* **TASK DETAILS**:
Rewrite the records below as a numbered list with one line per item, skipping any blank lines.

* **DATA PROVIDED**:
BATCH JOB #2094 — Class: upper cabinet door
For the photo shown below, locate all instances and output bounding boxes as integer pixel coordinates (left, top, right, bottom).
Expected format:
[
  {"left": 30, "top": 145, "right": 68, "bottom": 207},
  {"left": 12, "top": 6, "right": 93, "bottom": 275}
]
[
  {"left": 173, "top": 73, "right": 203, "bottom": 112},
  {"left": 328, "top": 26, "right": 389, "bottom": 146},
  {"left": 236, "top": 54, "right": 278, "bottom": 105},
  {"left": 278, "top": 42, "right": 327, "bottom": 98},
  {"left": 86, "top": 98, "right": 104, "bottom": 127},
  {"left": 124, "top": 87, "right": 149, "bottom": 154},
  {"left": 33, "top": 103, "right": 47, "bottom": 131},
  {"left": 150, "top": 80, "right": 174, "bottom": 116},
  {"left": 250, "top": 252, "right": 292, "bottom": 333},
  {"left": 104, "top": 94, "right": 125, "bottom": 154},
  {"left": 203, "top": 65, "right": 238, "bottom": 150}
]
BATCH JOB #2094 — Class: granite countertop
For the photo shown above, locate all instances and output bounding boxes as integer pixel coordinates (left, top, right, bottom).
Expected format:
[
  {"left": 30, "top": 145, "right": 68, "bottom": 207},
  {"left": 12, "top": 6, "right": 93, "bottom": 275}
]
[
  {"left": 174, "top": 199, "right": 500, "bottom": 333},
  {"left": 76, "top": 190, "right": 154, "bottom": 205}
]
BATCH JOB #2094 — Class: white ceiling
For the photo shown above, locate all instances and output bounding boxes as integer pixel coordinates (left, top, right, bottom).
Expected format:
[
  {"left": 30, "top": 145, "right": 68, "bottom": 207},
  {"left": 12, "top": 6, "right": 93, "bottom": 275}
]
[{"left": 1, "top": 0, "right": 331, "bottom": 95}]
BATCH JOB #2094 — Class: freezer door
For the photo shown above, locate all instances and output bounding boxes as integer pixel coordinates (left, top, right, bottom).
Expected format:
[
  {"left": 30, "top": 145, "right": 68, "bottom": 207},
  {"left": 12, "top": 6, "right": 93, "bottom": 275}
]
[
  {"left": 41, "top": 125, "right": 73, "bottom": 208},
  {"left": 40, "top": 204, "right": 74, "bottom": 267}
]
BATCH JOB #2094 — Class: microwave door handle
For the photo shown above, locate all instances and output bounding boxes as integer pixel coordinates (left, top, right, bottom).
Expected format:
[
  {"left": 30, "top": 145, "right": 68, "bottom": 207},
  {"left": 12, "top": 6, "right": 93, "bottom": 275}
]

* **EXERCISE RESULT**:
1. BATCH JOB #2094 — Class: upper cabinet door
2. For the photo shown below, locate all instances and output bounding boxes as integer pixel coordinates (left, top, right, bottom).
3. Expected format:
4. [
5.   {"left": 30, "top": 145, "right": 68, "bottom": 207},
6.   {"left": 12, "top": 6, "right": 93, "bottom": 275}
7. ]
8. [
9.   {"left": 173, "top": 73, "right": 203, "bottom": 112},
10.   {"left": 328, "top": 26, "right": 389, "bottom": 146},
11.   {"left": 236, "top": 54, "right": 278, "bottom": 105},
12.   {"left": 278, "top": 42, "right": 327, "bottom": 98},
13.   {"left": 86, "top": 98, "right": 104, "bottom": 127},
14.   {"left": 124, "top": 87, "right": 149, "bottom": 154},
15.   {"left": 33, "top": 103, "right": 47, "bottom": 131},
16.   {"left": 150, "top": 80, "right": 174, "bottom": 116},
17.   {"left": 250, "top": 252, "right": 292, "bottom": 333},
18.   {"left": 104, "top": 94, "right": 125, "bottom": 154},
19.   {"left": 203, "top": 65, "right": 238, "bottom": 150}
20. ]
21. BATCH JOB #2094 — Class: granite countertop
22. For the photo shown above, locate all instances and output bounding boxes as integer pixel coordinates (left, top, right, bottom).
23. Expected format:
24. [
25.   {"left": 30, "top": 145, "right": 68, "bottom": 207},
26.   {"left": 12, "top": 6, "right": 93, "bottom": 275}
27. ]
28. [
29.   {"left": 174, "top": 199, "right": 500, "bottom": 333},
30.   {"left": 76, "top": 190, "right": 154, "bottom": 205}
31. ]
32. BATCH JOB #2094 — Class: white ceiling
33. For the photo shown above, locate all instances and output bounding boxes as integer pixel coordinates (left, top, right, bottom).
34. Expected format:
35. [
36.   {"left": 30, "top": 145, "right": 68, "bottom": 207},
37.   {"left": 12, "top": 6, "right": 93, "bottom": 275}
38. ]
39. [{"left": 1, "top": 0, "right": 331, "bottom": 95}]
40. BATCH JOB #2094 — Class: freezer door
41. For the photo shown above, locate all instances and output bounding boxes as integer pixel coordinates (left, top, right, bottom).
42. Expected format:
43. [
44.   {"left": 30, "top": 145, "right": 68, "bottom": 207},
45.   {"left": 12, "top": 6, "right": 93, "bottom": 275}
46. ]
47. [
48.   {"left": 41, "top": 125, "right": 73, "bottom": 208},
49.   {"left": 40, "top": 204, "right": 74, "bottom": 267}
50. ]
51. BATCH JOB #2094 — Class: microwave door handle
52. For the photo shown above, locate all instances and output bounding boxes as integer pixel coordinates (left, top, right, bottom).
53. Expected format:
54. [
55.   {"left": 30, "top": 145, "right": 68, "bottom": 207},
56.   {"left": 12, "top": 6, "right": 93, "bottom": 275}
57. ]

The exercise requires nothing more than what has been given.